-- EXTRACT follows --
Los Angeles County Responds to CMS Report Criticizing Quality of Care at King/Drew Medical Center
Lawyers for the Los Angeles County-owned Martin Luther King Jr./Drew Medical Center on Friday released a "lengthy" response to a "blistering" CMS report on problems at the hospital, insisting the facility had taken "swift and decisive action" to correct the problems, the Los Angeles Times reports (Landsberg, Los Angeles Times, 1/31). The report found that nurses at King/Drew were told to lie about patients' conditions, failed to administer drugs prescribed by doctors and left critically ill patients unattended for hours. The report also found that staff errors led to the deaths of five King/Drew patients in 2003. Inspectors also found that King/Drew had not corrected problems it had pledged to address previously (California Healthline, 1/30).
-- EXTRACT concluded --
--- WHAT TO DO ---
Decide whether each statement agrees with the passage on King/Drew Medical Center, answering yes or no and quoting the deciding words of the passage. 1. The CMS report found that staff errors caused the deaths of five King/Drew patients in 2003. 2. Lawyers for the hospital released their response on a Monday. 3. Inspectors found that King/Drew had fixed the problems it had earlier promised to address.
-- DATASET EXCERPTS follows --
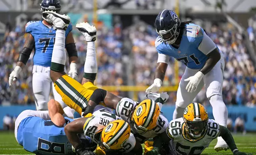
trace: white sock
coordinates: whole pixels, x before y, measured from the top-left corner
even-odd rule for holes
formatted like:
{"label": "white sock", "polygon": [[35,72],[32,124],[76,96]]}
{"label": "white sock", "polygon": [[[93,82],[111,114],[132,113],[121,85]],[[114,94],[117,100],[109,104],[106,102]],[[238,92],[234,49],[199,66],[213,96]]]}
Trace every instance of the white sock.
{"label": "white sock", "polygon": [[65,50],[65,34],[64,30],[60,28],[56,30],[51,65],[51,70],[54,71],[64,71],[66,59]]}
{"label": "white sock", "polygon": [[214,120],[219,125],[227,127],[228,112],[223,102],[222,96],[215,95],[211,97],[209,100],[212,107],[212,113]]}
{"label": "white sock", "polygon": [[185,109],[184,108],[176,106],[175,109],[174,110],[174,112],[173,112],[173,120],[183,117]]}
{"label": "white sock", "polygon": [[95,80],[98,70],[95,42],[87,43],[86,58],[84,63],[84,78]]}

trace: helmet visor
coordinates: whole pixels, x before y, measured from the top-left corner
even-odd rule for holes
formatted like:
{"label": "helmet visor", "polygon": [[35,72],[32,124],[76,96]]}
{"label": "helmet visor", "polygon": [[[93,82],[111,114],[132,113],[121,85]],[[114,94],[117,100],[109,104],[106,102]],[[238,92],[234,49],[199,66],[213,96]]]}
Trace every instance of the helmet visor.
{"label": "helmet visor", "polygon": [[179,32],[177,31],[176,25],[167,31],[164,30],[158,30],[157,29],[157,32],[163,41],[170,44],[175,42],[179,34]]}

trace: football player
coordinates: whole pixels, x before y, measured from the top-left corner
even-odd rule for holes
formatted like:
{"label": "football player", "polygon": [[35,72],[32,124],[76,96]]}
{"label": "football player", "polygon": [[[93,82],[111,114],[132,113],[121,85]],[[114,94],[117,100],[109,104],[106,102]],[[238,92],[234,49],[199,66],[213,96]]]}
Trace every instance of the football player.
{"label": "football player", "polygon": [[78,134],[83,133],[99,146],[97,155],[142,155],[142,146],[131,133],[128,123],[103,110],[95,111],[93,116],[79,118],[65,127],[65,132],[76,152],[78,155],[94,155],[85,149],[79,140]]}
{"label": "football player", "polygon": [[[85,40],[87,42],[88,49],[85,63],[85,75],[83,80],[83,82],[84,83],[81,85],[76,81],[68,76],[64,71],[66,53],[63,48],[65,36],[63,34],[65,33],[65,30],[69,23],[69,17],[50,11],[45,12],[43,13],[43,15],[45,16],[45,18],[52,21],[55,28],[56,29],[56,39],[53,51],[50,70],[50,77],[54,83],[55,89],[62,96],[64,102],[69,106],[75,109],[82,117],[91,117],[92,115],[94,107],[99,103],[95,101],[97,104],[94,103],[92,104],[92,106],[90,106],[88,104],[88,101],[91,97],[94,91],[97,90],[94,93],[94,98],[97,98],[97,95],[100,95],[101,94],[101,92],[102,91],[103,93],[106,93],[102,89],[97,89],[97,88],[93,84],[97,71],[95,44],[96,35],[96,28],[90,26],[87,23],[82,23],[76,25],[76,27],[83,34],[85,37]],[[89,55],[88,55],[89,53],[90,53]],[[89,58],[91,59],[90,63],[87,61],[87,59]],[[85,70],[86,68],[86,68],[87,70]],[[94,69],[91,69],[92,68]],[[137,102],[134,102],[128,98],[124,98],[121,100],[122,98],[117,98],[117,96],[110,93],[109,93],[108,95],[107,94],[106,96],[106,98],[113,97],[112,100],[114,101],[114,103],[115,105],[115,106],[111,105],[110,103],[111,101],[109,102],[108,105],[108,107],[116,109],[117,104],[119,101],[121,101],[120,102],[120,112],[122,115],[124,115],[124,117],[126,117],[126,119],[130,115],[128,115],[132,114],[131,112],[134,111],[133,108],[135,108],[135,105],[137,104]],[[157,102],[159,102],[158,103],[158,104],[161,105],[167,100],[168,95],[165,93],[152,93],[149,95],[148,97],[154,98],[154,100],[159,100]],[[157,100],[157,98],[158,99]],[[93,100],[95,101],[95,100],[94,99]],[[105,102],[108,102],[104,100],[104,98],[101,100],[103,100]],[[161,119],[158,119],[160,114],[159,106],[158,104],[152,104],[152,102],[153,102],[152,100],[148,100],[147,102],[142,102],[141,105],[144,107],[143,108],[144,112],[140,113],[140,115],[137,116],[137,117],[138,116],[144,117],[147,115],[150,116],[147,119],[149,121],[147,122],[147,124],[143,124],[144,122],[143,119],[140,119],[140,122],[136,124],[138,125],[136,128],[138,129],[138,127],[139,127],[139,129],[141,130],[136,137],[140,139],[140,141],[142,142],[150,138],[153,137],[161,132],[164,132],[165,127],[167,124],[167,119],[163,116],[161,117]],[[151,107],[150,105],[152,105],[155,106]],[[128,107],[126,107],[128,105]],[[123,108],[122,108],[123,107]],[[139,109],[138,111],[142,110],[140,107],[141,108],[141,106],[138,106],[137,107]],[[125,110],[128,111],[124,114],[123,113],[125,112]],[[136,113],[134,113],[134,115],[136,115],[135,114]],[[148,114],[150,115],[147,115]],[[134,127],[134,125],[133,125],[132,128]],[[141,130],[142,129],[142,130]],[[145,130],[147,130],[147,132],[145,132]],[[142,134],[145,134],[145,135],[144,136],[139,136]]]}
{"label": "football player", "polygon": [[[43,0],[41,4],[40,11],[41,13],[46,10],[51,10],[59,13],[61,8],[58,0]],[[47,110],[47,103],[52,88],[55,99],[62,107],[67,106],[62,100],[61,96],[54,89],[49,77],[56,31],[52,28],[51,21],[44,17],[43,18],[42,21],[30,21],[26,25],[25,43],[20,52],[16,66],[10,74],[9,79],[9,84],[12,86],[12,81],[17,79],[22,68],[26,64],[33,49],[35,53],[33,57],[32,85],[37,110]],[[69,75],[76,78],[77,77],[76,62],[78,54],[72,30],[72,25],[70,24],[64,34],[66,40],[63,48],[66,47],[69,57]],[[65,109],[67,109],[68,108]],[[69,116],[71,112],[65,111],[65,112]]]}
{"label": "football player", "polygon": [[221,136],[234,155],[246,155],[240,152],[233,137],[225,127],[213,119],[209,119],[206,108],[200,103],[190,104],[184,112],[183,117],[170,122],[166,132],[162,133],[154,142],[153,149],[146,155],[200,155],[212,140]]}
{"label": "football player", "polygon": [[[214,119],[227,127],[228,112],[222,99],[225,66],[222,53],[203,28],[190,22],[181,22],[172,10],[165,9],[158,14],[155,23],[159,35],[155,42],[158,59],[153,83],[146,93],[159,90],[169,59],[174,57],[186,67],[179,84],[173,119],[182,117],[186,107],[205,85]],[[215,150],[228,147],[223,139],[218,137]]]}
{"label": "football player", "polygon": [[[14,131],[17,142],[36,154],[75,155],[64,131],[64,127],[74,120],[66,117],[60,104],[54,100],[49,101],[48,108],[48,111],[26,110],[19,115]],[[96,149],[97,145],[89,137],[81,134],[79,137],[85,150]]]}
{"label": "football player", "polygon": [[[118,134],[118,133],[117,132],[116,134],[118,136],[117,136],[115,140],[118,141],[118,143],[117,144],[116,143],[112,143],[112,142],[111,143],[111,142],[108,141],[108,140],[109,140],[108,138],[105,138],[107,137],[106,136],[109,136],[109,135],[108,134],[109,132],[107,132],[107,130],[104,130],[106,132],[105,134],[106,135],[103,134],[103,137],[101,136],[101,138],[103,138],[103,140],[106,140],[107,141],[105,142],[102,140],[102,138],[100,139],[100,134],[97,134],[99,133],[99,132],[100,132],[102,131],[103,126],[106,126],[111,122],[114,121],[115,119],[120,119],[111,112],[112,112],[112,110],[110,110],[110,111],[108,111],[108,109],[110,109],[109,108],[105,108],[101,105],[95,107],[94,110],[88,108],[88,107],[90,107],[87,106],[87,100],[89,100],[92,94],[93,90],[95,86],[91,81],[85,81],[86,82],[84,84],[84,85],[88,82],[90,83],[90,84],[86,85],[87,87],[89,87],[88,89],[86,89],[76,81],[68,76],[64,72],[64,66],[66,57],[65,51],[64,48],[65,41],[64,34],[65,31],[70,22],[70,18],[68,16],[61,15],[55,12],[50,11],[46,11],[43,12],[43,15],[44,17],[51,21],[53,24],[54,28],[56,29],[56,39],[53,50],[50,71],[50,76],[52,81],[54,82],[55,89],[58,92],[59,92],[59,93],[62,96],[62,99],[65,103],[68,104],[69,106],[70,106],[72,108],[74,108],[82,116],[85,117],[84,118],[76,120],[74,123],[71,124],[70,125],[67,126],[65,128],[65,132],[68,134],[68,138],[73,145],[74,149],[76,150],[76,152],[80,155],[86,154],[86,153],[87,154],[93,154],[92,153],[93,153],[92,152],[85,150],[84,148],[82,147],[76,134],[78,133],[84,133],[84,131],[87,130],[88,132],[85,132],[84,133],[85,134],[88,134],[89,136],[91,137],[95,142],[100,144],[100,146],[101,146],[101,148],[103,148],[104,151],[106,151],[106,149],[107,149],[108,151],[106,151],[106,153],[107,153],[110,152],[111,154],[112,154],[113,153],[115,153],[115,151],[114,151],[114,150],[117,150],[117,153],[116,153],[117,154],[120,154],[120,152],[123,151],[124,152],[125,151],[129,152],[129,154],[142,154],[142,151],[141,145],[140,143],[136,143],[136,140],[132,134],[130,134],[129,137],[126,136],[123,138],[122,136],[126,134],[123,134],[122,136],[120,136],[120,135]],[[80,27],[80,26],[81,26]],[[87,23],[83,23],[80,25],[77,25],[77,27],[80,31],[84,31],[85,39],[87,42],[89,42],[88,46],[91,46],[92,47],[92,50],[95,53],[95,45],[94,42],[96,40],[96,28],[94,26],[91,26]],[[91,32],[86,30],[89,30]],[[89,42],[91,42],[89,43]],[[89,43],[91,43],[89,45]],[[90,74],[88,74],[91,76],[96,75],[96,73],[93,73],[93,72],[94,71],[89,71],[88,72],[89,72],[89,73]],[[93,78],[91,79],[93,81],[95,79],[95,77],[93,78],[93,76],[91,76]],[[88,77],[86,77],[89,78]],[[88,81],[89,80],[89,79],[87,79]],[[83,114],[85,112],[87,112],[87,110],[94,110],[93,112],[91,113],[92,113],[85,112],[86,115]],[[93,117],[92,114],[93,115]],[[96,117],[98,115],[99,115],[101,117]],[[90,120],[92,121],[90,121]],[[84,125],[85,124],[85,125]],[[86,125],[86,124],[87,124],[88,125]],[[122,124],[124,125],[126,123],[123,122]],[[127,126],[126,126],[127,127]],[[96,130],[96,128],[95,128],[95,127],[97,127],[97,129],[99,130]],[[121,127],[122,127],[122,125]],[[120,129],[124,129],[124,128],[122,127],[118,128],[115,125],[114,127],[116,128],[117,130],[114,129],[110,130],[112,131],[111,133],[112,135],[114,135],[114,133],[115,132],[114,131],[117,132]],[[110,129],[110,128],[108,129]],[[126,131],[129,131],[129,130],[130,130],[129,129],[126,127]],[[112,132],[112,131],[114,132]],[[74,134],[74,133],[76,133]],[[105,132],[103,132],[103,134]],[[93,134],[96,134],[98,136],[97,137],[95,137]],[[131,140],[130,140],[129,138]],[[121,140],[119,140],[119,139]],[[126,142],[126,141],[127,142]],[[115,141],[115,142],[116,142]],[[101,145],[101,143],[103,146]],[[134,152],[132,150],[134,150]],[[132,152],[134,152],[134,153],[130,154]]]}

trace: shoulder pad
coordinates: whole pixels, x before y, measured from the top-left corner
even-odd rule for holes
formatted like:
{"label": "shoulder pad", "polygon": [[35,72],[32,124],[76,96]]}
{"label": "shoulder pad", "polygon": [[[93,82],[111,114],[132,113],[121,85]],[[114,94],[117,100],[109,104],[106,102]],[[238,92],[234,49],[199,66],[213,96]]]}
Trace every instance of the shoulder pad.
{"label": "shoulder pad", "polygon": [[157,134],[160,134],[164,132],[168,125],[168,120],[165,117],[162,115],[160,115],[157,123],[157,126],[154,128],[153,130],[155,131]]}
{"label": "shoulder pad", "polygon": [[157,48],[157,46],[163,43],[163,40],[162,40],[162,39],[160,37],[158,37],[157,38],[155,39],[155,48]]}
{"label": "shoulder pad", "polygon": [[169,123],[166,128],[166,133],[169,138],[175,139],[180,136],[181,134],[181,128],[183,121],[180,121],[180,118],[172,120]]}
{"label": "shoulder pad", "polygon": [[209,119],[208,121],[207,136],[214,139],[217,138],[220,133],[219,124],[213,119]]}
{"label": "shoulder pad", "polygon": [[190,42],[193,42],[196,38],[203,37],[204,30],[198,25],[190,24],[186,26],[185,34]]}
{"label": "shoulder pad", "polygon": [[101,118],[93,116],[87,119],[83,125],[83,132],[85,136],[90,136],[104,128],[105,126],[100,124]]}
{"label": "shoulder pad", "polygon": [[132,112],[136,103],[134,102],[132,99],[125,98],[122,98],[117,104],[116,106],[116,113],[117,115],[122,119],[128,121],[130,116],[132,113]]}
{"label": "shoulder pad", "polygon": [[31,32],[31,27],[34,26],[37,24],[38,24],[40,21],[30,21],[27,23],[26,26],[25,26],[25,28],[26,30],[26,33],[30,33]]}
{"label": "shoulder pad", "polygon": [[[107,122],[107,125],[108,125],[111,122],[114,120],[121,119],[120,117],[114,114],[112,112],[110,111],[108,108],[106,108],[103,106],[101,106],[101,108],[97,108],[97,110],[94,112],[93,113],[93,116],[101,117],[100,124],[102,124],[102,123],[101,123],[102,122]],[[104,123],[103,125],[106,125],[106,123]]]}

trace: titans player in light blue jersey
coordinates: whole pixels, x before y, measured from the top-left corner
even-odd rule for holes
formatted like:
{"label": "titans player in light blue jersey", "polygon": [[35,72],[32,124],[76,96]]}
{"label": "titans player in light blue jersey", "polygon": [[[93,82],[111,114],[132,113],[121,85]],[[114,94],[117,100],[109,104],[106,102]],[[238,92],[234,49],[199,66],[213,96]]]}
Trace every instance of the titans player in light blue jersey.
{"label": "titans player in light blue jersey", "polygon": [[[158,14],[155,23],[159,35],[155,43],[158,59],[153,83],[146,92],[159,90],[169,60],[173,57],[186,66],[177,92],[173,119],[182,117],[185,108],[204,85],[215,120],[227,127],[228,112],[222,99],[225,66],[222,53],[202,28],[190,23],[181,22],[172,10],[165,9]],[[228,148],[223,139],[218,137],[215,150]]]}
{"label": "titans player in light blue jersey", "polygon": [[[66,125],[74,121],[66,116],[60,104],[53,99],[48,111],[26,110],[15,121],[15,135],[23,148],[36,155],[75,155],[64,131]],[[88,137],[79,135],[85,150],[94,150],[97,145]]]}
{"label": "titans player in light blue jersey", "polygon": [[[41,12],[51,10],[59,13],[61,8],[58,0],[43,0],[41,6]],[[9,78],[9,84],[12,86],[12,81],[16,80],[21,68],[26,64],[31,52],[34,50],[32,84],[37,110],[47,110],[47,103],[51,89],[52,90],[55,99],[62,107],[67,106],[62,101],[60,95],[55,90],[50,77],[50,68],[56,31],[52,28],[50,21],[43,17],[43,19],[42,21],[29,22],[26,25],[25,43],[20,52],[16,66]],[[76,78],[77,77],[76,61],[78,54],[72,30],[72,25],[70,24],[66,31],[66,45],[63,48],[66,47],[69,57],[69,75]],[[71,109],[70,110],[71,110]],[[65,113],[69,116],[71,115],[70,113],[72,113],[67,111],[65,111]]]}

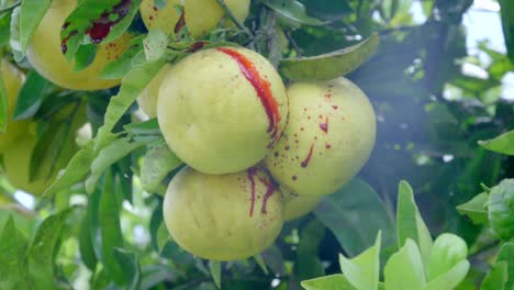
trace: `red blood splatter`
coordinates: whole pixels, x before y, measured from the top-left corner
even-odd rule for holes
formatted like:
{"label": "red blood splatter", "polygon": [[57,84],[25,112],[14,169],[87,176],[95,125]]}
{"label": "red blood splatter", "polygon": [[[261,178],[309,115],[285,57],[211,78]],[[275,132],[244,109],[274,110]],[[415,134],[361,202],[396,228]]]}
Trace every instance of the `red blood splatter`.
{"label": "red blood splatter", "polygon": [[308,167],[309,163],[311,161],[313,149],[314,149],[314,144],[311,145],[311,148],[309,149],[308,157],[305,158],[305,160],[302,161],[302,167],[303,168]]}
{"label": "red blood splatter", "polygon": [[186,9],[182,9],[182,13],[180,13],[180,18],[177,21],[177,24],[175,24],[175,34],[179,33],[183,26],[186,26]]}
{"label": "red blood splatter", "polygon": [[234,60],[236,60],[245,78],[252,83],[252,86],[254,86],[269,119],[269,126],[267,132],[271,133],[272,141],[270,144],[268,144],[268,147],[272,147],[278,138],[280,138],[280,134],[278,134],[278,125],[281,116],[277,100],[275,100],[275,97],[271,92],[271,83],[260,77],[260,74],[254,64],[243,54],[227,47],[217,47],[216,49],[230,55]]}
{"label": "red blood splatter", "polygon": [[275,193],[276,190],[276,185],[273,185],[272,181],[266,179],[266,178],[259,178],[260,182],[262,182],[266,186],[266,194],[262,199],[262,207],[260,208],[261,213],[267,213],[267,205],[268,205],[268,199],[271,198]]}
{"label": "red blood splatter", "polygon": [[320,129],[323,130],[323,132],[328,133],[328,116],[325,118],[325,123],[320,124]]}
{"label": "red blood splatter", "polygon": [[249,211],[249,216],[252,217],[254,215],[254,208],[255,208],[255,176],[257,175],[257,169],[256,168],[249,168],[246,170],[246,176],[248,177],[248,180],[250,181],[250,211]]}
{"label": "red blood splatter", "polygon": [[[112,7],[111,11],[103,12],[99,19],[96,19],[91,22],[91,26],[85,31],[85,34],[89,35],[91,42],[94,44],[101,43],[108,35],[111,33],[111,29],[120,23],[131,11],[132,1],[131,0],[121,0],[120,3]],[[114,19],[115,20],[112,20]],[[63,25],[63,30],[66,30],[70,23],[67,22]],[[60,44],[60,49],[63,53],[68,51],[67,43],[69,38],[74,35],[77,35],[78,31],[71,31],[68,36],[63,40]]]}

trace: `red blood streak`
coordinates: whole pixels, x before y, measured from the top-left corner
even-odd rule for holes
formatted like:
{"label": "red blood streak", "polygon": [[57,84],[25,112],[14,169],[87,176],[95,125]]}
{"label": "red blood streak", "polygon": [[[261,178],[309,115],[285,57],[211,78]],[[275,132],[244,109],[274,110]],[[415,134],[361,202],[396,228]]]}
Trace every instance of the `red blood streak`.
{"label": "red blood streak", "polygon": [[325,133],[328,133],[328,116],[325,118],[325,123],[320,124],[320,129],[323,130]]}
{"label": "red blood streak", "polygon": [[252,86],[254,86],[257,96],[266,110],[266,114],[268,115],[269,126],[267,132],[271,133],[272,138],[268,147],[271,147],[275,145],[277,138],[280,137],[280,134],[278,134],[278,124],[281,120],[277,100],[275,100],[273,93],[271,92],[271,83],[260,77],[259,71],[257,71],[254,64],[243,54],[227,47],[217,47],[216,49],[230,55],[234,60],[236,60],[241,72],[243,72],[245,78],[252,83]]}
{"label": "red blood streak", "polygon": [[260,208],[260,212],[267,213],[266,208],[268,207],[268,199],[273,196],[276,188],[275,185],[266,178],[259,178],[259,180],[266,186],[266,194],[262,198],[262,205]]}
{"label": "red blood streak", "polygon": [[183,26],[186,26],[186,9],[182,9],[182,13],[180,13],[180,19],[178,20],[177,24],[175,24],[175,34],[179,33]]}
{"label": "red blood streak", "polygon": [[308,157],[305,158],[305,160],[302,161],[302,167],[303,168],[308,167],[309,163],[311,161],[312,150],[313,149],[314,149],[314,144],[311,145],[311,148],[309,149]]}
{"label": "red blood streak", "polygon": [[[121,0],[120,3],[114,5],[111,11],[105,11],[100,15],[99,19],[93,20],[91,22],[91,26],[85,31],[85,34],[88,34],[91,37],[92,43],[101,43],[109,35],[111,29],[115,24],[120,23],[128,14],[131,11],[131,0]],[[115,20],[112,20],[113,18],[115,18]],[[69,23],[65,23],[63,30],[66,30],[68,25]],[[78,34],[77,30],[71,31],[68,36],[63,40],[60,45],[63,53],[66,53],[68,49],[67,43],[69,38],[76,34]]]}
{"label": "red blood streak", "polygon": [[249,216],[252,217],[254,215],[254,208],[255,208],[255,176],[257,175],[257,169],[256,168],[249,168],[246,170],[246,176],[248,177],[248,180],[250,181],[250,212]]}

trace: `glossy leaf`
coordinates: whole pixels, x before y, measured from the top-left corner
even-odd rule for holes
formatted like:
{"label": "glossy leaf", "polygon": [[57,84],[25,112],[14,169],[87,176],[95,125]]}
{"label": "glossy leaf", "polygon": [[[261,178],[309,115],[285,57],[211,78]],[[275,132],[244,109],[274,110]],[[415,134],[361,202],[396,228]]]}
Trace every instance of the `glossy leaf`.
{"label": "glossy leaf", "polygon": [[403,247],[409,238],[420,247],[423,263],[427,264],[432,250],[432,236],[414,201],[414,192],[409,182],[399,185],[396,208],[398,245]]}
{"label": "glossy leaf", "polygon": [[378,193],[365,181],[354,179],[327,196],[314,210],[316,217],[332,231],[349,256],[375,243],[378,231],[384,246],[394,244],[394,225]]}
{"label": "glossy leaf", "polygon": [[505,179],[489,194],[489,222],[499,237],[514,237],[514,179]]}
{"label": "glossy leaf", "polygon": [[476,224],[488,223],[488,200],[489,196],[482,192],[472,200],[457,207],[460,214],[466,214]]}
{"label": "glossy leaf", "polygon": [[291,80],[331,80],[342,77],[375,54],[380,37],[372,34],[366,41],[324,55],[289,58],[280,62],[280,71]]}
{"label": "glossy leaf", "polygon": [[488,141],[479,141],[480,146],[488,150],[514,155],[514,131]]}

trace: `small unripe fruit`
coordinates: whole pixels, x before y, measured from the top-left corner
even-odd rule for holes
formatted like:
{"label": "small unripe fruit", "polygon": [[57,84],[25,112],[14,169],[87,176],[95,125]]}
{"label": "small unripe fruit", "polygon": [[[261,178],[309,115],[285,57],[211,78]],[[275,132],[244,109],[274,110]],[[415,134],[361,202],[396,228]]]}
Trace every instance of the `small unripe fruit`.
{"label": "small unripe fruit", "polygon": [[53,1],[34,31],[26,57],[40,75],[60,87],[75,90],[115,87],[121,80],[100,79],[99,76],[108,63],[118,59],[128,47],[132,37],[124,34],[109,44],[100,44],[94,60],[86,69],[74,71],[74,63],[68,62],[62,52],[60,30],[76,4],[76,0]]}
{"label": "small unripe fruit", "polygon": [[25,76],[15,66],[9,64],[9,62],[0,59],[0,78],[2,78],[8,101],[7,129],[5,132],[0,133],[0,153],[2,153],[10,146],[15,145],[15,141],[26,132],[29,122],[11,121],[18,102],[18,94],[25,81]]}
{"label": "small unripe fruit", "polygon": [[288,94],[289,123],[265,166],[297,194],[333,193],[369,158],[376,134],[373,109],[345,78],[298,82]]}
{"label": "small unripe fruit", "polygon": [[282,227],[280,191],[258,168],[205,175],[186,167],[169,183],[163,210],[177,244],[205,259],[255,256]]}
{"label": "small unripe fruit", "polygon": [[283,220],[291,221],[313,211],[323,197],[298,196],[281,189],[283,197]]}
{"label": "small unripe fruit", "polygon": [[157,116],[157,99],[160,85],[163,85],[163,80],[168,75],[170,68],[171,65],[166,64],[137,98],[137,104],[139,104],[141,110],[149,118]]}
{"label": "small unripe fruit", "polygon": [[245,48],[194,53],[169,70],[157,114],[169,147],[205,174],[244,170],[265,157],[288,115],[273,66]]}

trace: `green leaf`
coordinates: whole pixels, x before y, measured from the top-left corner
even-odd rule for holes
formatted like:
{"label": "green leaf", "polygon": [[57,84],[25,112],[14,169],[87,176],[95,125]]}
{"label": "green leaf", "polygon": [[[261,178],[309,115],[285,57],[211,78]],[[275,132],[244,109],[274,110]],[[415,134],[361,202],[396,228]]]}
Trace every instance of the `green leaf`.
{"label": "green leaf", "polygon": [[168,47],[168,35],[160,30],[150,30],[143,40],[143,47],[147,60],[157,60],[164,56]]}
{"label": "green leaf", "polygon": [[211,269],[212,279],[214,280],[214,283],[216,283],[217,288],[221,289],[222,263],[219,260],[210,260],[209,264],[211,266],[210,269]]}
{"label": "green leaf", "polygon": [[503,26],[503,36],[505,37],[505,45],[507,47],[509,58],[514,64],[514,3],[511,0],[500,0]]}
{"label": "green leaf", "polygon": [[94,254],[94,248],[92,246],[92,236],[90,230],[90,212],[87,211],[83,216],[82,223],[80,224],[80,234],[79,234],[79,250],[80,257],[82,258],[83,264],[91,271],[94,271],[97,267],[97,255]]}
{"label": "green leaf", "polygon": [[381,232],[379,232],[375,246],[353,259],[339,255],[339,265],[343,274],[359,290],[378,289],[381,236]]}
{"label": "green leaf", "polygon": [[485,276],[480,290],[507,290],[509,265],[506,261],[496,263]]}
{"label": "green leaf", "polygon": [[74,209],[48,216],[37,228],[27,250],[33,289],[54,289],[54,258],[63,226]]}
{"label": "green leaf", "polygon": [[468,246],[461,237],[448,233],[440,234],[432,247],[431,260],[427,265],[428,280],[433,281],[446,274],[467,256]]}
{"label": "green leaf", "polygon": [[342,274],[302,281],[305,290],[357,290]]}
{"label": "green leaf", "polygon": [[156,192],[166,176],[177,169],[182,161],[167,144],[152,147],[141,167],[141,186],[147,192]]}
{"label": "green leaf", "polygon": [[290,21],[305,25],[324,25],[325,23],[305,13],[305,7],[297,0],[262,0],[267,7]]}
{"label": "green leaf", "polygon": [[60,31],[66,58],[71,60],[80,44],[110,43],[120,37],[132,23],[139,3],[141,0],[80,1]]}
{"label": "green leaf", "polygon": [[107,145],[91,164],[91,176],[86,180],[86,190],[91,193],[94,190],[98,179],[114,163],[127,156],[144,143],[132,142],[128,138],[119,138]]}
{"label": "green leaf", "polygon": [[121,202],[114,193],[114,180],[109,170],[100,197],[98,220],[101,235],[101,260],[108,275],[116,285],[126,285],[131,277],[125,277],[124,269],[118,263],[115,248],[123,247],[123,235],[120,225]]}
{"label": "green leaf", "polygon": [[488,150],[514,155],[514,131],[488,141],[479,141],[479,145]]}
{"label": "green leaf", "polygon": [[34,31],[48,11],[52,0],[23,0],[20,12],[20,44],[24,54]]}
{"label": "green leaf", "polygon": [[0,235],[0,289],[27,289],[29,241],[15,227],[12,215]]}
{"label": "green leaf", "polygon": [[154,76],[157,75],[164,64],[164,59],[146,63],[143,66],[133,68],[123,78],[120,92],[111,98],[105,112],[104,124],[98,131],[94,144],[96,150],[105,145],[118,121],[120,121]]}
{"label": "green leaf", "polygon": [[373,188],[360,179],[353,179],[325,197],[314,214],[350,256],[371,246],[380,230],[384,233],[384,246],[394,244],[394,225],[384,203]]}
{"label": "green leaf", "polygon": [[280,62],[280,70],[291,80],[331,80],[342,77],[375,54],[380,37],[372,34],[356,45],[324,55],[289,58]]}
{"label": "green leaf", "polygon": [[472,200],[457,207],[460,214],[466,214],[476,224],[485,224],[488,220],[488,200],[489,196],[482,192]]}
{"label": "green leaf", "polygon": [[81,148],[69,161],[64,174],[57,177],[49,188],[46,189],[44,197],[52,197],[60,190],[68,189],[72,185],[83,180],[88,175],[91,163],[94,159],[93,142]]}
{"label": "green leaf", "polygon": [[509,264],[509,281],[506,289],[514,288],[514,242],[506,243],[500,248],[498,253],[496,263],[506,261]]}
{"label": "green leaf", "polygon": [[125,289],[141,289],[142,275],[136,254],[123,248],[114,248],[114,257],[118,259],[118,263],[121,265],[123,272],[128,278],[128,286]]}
-- DATASET EXCERPTS concluded --
--- RESULT FOR THIS EXERCISE ---
1. Yes: "staff errors led to the deaths of five King/Drew patients in 2003"
2. No: "on Friday released"
3. No: "King/Drew had not corrected problems it had pledged to address previously"